__Passage to read__

If you are happy with triple play at a reduced price then give yourself a bravo for your effort/success.

I believe that if you purchase smart phones without a data plan (not Comcast's business), wi-fi will work in your own home and in Comcast hotspots to make and receive calls and access the internet using the Comcast app on the phones.

You will need wi-fi capability at home. You will pay more for the phones without any data plans. Try for advice at Best Buy or similar where they carry all brands and all providers.


----------



## Fix'n it (Mar 12, 2012)

yeah, i guess i am happy enough, for now anyway.

i was thinking. i know i could make calls and internet on wifi. i am unsure how well, if at all i could receive calls. and i doubt i could drive and use it at all. idk


----------



## getrex (Sep 14, 2016)

There isn't much point in using them for calls without a plan, but you can get an app like WhatsApp for that. Your real problem is that any phone decent enough to take advantage of your mobile streaming would be at least... $500 each? Not sure since I haven't looked into it recently.


----------



## Fix'n it (Mar 12, 2012)

well, everyone has different needs. so "what i need", idk, but i don't think its much as i am getting by just fine without it. and i am learning this stuff, there is A LOT to learn. so i am going to go easy on it. i think right now the thing to do is get a modem.


----------



## getrex (Sep 14, 2016)

Have fun!


----------



## Dave Sal (Dec 20, 2012)

I was renting a cable modem from Comcast for years and years. Probably gave them at least $1k over that time period. Last June I bought one of these and stopped paying the monthly rental fee. Works perfectly.

https://www.amazon.com/Motorola-Cable-Modem-MB7220-DOCSIS/dp/B019ZY1ZWS


----------

__Exercise requirements__
Rewrite the forum thread about Comcast service between "I believe that" and "on the phones.", inclusive, putting "mobile phones" in place of "smart phones". The listing that comes next has no connection to the forum thread about Comcast service.

__Collected material__
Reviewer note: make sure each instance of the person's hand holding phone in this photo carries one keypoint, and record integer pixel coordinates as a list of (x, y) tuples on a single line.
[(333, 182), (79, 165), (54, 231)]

__Final result__
I believe that if you purchase mobile phones without a data plan (not Comcast's business), wi-fi will work in your own home and in Comcast hotspots to make and receive calls and access the internet using the Comcast app on the phones.